Stored items
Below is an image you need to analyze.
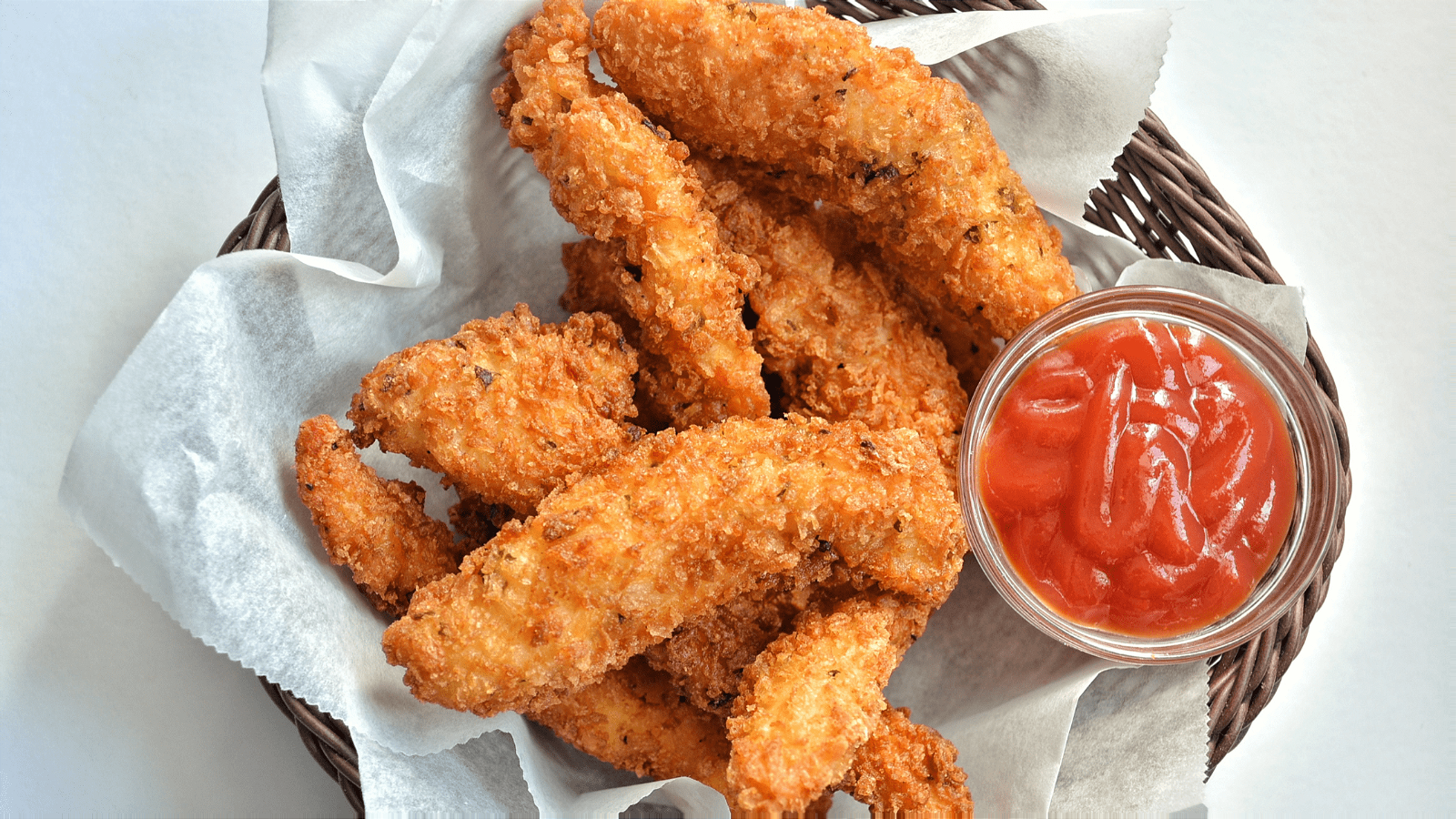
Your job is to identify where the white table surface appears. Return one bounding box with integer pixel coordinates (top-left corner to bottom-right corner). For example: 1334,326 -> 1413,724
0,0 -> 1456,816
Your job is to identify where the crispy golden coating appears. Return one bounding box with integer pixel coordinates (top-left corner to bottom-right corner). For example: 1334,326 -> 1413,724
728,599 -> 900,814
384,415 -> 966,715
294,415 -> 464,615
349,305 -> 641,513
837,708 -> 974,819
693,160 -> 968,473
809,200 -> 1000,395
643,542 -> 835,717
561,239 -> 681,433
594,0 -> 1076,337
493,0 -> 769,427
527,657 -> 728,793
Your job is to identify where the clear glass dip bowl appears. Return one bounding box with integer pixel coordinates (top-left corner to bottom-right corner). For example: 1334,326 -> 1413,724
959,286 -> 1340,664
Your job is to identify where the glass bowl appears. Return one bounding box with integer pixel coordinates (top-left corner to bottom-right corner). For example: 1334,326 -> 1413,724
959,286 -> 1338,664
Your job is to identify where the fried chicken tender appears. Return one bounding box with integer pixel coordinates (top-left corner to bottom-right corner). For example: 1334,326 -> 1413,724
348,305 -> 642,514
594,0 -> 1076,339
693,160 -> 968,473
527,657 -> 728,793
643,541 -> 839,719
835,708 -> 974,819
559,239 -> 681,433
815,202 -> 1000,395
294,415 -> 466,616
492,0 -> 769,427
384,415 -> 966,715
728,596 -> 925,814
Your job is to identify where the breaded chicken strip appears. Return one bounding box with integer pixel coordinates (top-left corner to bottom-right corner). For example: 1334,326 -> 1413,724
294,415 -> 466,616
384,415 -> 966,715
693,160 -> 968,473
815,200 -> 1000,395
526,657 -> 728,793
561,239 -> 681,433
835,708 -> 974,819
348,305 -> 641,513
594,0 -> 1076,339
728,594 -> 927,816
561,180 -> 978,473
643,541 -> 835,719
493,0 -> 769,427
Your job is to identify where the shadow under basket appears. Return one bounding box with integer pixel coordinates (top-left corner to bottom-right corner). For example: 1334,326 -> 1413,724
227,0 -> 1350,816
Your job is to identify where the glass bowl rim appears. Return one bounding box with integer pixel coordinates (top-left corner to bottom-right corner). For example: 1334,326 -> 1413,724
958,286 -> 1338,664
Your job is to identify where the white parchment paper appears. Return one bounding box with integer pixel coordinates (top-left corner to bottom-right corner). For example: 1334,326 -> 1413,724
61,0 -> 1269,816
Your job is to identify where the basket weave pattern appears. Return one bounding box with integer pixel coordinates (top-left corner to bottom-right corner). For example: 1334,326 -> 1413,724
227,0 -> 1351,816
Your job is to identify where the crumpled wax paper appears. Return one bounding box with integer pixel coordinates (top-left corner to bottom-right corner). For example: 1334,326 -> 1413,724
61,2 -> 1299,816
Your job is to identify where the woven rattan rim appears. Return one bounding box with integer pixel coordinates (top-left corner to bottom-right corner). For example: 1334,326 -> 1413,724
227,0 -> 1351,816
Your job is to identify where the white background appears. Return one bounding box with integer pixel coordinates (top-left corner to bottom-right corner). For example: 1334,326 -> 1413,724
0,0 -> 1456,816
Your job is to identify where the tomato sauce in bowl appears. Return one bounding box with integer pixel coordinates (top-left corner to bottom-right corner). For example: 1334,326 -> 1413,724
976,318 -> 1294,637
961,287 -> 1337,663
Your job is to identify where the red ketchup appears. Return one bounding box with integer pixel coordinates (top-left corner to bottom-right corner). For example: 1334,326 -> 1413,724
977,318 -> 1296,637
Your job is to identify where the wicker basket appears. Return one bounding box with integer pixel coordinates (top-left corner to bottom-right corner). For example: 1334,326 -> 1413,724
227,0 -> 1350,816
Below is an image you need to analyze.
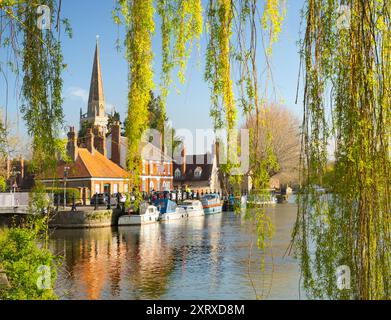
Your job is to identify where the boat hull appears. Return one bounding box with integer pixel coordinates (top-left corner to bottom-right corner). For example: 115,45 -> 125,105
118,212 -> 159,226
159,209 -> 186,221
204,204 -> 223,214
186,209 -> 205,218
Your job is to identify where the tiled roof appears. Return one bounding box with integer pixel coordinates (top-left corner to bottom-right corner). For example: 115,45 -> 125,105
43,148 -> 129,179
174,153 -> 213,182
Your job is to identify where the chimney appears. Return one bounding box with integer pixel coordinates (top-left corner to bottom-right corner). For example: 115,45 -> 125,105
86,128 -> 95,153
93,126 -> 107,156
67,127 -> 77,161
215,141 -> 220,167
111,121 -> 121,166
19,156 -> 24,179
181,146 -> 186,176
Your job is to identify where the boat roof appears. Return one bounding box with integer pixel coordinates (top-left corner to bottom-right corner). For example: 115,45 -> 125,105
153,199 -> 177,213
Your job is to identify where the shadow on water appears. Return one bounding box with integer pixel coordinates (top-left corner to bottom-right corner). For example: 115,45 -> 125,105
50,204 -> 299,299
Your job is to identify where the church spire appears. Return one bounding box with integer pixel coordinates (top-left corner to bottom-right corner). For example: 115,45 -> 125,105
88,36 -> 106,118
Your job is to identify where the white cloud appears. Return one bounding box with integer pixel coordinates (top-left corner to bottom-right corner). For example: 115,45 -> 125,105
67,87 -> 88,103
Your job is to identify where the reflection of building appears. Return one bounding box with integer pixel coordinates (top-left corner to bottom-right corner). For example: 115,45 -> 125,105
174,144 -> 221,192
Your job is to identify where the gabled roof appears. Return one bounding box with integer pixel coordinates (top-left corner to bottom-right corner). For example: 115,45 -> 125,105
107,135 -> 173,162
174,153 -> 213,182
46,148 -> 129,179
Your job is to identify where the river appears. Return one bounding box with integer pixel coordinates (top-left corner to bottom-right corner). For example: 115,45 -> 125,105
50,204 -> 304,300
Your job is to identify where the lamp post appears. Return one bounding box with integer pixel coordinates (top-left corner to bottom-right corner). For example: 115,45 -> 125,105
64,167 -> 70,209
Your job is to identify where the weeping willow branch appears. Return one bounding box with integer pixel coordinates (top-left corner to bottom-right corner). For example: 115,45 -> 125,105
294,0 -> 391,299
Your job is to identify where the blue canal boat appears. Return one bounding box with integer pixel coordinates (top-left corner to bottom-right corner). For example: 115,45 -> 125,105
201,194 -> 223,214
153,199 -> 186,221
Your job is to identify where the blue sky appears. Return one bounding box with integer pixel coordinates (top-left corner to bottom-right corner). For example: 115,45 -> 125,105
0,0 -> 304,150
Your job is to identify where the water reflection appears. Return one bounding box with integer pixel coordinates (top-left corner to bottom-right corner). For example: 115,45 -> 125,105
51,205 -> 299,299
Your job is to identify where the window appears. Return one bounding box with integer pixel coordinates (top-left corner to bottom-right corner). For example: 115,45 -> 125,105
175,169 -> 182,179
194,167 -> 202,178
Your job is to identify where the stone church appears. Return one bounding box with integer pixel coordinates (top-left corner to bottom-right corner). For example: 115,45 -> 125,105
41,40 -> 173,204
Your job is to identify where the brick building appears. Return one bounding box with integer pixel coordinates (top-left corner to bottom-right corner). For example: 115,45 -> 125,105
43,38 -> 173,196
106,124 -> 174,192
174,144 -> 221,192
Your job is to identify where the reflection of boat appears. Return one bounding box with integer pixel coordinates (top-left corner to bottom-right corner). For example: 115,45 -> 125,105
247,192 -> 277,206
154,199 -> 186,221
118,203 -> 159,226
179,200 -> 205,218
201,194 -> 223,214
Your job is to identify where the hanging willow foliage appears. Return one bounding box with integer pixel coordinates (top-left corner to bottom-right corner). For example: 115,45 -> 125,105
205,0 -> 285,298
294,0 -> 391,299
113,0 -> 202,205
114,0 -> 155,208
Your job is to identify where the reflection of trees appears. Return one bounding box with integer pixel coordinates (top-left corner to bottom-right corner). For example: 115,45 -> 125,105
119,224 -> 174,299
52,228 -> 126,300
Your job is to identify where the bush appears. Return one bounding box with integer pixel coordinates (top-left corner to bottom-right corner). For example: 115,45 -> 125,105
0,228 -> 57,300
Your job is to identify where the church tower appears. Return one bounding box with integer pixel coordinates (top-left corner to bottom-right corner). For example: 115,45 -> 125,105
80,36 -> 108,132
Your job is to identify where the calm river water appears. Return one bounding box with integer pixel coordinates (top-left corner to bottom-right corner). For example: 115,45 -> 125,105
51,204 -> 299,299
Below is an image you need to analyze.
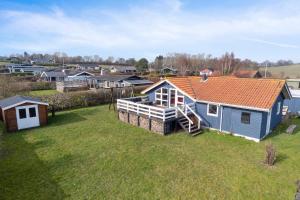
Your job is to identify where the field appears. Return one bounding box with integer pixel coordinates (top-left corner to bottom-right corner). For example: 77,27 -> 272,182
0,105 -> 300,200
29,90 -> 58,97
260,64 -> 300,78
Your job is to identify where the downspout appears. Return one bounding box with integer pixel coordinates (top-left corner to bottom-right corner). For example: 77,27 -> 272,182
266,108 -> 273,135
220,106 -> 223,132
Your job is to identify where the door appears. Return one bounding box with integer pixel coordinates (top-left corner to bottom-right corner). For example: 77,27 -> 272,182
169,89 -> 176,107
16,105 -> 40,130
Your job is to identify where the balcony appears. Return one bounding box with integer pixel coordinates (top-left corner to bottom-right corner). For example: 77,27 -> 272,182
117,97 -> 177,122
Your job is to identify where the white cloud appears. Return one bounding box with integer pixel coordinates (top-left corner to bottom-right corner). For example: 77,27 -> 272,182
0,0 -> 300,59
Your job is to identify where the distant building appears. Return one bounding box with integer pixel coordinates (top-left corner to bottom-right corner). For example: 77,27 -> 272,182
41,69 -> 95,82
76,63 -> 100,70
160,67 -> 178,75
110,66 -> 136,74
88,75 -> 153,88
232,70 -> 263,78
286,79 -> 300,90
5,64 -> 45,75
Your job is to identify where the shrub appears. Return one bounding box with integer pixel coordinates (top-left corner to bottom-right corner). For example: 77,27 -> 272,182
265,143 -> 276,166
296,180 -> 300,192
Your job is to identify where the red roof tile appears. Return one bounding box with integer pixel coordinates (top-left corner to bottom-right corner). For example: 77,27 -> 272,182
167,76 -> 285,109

**Aim:**
Reproduce, word for word, the lines of the records above, starting at the line containing "Your job is to identify where the church tower" and ending at the line containing "296,180 -> 300,192", leaving out any pictures.

**Solved exercise:**
Your job is to identify where the church tower appears. Return one bounding box with integer pixel coordinates (top-left corner to bottom-right corner). For example: 115,45 -> 125,105
80,36 -> 108,132
Your job is to identify where the calm river water appears. Return one bounding box with integer pixel coordinates (top-left corner to bottom-right corner). For example: 115,45 -> 125,105
51,204 -> 299,299
Below is an image you need to analyze.
Your job is to identify where the field appears. Return one bounding box with integer pixel coordinates (top-left corner to bottom-right corner). For example: 77,27 -> 272,182
0,105 -> 300,200
29,90 -> 58,97
260,64 -> 300,78
Your job is to identify where the downspout appears. Return one bounding box with integer pixel coordinates (top-left corner to bottom-right corner). For example: 77,27 -> 272,182
266,108 -> 273,135
220,106 -> 223,132
Your job is to identify where the door appears. Return one bounding box with integer pixel coordinates (top-left corner to bottom-right corner). For example: 77,27 -> 272,182
169,89 -> 176,107
16,105 -> 40,130
Your job is to identify where the balcony appears. Return one bounding box with integer pixel coordinates (top-left corner to bottom-right corner). For example: 77,27 -> 272,182
117,97 -> 177,122
Your job is to identify where the white cloud appears. Return one bounding box with integer pixel coordinates (top-left corner to bottom-right corner). For example: 77,27 -> 272,182
0,0 -> 300,59
Your job is to identify where the distant building appears. Return one bounding box with integer pixel coordinates (top-left corner to bottom-right corner). For example: 77,27 -> 272,182
41,69 -> 95,82
76,63 -> 100,70
160,67 -> 178,75
110,66 -> 136,74
88,75 -> 153,88
232,70 -> 263,78
286,79 -> 300,90
5,64 -> 45,75
Your job is to identify where the shrub appears. Return one bounding box with integer pixel coordinates (top-left corner to bottom-right corner). For example: 77,27 -> 272,182
265,143 -> 276,166
296,180 -> 300,192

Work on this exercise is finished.